● What you have to do:
Return every one of the following items line for line, with no changes at all.

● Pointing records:
◇ ◇ ◇ ◇ ◇
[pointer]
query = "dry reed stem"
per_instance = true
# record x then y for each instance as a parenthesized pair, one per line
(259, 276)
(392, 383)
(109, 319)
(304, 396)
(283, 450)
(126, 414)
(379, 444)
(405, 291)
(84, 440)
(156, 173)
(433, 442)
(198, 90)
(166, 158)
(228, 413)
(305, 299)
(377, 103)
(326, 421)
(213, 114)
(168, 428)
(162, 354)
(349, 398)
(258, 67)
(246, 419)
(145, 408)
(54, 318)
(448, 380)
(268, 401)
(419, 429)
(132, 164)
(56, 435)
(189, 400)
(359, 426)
◇ ◇ ◇ ◇ ◇
● Output for this task:
[pointer]
query = "dry reed stem"
per_instance = true
# record x then y for each instance as a parenthesized pair, one per line
(259, 276)
(392, 383)
(109, 319)
(304, 396)
(283, 450)
(126, 414)
(379, 444)
(405, 291)
(84, 440)
(156, 173)
(433, 442)
(198, 90)
(166, 158)
(228, 413)
(305, 299)
(377, 103)
(326, 421)
(213, 114)
(168, 428)
(162, 354)
(349, 398)
(258, 67)
(246, 419)
(145, 408)
(54, 318)
(448, 380)
(268, 401)
(419, 429)
(132, 164)
(56, 435)
(189, 400)
(359, 426)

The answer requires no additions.